About this exercise:
Please answer these questions from the letter below:
(a) Where was the writer during the recess when the June 2 letter was received?
(b) When did the terms of the Board expire?
(c) Why does the writer give the explanation in a private letter rather than a public one?

Page text:
== Segment start ==
Washington Ocr. 26. 1806

Dear Sir

Your letter of June 2. last to the Secretary of State was recd. during my late recess in Virginia, where it could not be conveniently answered; and since my return, I have till now been prevented by indisposition from giving it the proper attention.

From a search into the correspondence of the Commissioners of which you wish a copy, I find that no part of it can have relation to the period of your ministry. The terms of the Board expired in fact, before you reached Paris; and altho letters were written subsequently to that date under the necessity of the case, they do not embrace any transactions in which your name or conduct is disadvantageously brought into view.

With respect to the allusion made by Mr. John Randolph on the floor of the House of Reps. to information attainable from Mr. Mercer; as it was addressed merely to the House, and was not regarded by the Executive, as calling for any particular investigations,1 none such were instituted.

This explanation will I assure myself satisfy you that in omitting the steps which your sensibility naturally suggested to your wishes, there has been no failure either of justice or friendship on our part. And I make the explanation the subject of a private rather than of a public letter, because it avoids a precedent which might be inconvenient; applications being not unfrequently made for disclosures of the archives and for the institution of enquiries, in cases where it is most proper to decline not only a compliance, but the particular reasons for doing so. I have thought it not amiss however to make a note on the Back of your letter, calculated to guard agst. any misinferences whatever from its not being officially answered.

Draft (DLC). Docketed by JM.

1Here JM wrote and canceled: “nor prescribed by other considerations, it passed without notice as did other things occurring within Congress. It is indeed not known to whom the allusion was made, nor to what the information of Mr. Mercer was supposed to refer.”
== Segment end ==
Entries provided:
== Segment start ==
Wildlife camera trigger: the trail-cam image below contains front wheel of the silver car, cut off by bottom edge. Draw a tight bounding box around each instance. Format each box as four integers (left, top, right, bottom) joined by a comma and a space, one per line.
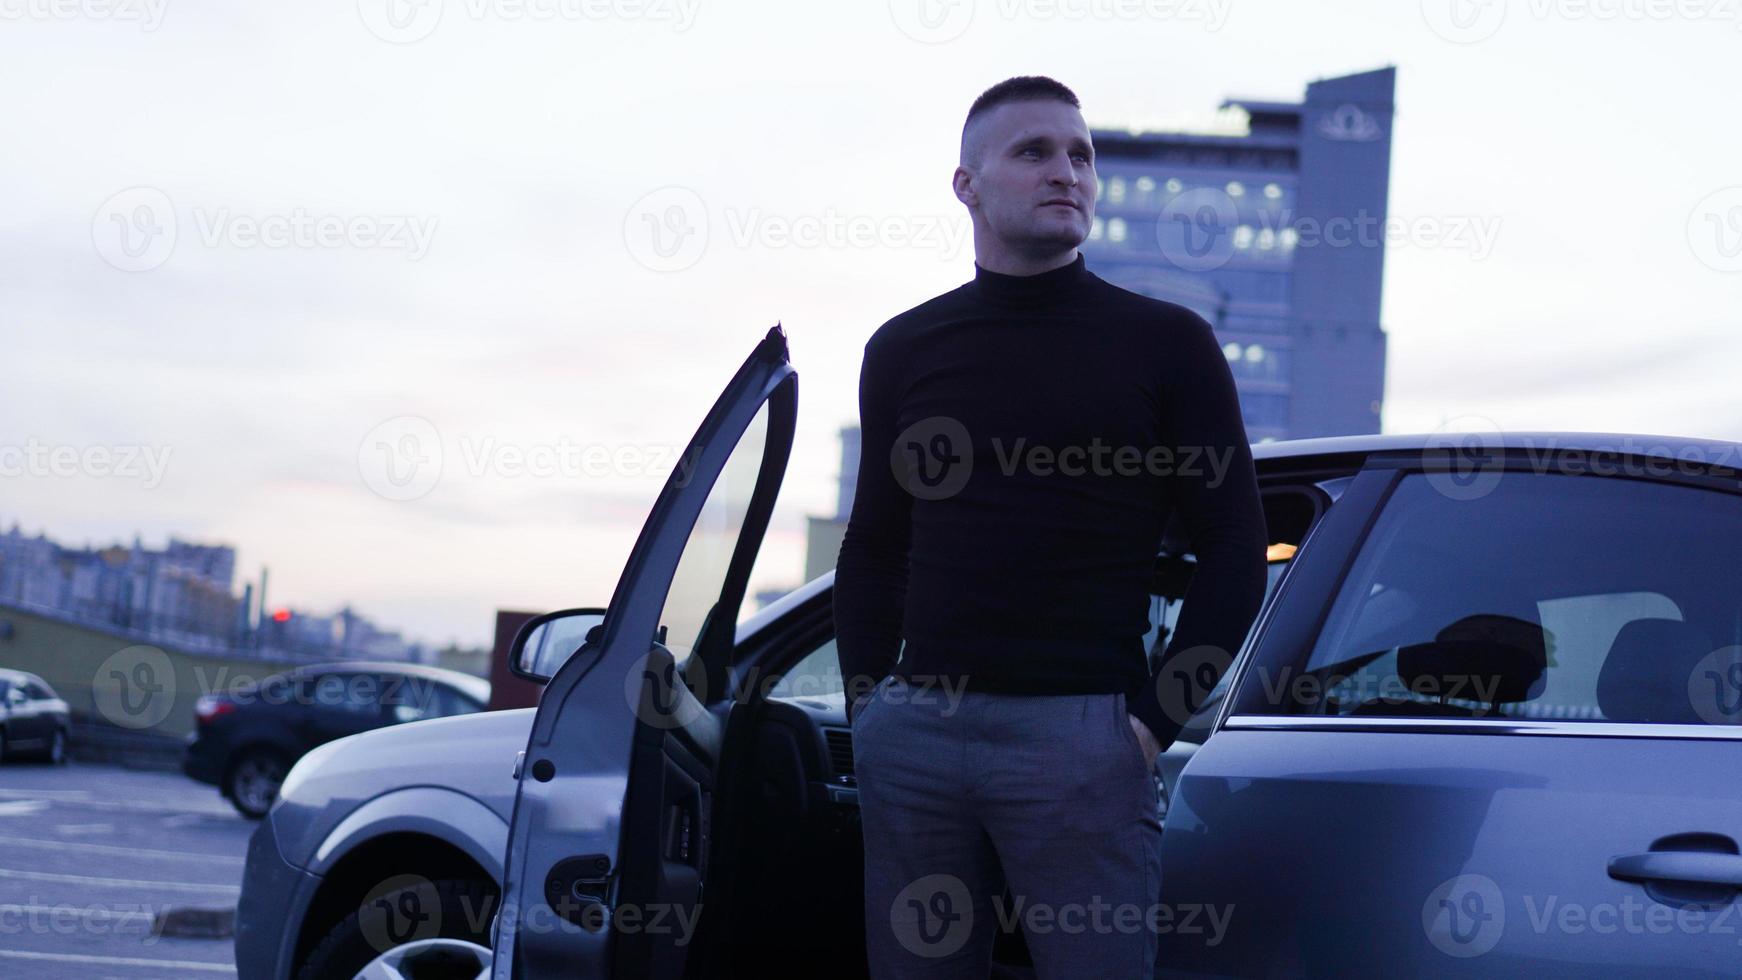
== Segment end ==
== Segment start ==
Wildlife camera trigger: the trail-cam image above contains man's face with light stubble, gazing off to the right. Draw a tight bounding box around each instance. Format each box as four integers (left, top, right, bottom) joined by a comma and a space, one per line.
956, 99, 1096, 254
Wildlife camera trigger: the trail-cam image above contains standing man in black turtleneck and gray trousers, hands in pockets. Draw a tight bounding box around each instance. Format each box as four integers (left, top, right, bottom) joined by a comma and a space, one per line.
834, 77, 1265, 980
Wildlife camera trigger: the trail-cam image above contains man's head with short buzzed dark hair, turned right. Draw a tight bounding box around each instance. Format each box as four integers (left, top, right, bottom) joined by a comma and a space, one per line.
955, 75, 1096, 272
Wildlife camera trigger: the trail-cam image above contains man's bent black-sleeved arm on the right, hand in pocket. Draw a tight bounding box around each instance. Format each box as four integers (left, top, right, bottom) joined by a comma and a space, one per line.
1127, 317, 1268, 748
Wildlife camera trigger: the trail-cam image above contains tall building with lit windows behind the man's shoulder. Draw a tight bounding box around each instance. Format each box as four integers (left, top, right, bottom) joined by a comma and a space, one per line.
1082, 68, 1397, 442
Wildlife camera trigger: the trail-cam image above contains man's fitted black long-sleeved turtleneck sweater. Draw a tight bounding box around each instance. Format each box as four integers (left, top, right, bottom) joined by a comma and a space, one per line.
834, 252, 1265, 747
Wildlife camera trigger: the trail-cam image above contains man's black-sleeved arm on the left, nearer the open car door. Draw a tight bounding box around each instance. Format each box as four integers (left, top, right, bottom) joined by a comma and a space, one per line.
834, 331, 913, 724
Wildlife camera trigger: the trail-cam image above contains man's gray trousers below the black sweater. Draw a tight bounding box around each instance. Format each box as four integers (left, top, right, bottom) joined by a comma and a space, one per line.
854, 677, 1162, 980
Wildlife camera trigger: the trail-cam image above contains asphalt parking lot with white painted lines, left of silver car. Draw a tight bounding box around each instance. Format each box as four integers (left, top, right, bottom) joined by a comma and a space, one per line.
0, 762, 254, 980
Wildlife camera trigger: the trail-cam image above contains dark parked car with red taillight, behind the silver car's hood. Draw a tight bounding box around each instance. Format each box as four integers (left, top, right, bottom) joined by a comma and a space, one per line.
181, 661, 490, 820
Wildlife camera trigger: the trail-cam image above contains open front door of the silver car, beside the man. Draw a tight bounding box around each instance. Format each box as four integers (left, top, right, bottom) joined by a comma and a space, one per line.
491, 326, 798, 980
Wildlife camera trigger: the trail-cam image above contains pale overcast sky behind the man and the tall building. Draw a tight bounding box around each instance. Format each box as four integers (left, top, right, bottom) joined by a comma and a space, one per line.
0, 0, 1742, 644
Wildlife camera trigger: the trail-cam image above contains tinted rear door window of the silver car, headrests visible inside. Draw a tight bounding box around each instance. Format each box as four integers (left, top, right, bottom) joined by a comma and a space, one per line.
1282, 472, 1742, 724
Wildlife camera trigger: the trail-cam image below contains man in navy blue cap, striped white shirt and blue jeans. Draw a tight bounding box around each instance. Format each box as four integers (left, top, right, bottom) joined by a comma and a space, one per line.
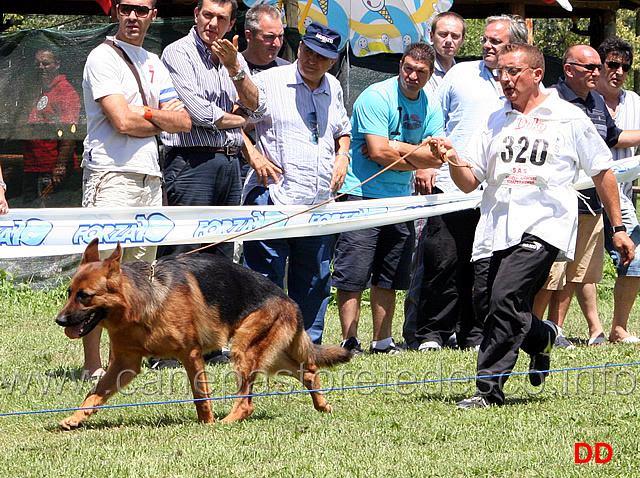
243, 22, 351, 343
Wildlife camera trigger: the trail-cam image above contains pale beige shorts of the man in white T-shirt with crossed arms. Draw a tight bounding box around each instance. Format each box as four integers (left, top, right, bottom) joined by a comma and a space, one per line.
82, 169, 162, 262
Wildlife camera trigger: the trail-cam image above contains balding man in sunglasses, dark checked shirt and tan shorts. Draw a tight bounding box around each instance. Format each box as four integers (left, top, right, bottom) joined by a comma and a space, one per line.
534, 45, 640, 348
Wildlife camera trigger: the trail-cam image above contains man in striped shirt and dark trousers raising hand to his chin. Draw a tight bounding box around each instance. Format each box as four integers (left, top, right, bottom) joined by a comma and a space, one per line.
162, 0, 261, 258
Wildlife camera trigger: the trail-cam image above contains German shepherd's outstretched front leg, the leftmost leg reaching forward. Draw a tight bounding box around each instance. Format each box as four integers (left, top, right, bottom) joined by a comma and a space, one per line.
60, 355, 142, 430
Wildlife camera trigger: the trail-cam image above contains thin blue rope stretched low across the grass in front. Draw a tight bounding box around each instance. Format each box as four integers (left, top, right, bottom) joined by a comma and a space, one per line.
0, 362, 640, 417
== Segment end ==
Task solution:
(a) Virginia.
(b) Before the recipient reached Paris.
(c) A private letter avoids a precedent that might be inconvenient.